Provided material »

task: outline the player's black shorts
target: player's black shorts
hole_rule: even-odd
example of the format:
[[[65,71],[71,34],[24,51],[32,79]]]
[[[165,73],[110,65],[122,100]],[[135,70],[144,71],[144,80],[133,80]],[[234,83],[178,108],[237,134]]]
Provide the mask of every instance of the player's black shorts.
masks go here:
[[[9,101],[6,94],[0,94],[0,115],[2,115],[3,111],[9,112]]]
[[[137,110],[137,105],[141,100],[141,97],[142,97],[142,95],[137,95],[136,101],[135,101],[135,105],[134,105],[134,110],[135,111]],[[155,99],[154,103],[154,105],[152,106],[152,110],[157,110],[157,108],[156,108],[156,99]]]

Task directions » Output every line above without altering anything.

Solution »
task: outline the player's black shorts
target: player's black shorts
hole_rule: even-odd
example of the format:
[[[65,71],[71,34],[24,51],[32,79]]]
[[[165,73],[110,65],[122,100]],[[135,70],[144,71],[144,80],[133,80]],[[234,83],[178,108],[237,134]]]
Provide the mask of every instance of the player's black shorts.
masks go here:
[[[9,101],[6,94],[0,94],[0,115],[2,115],[3,111],[9,112]]]
[[[137,110],[137,105],[141,100],[141,97],[142,97],[142,95],[137,95],[136,101],[135,101],[135,105],[134,105],[134,110],[135,111]],[[155,99],[154,103],[154,105],[152,106],[152,110],[157,110],[157,108],[156,108],[156,99]]]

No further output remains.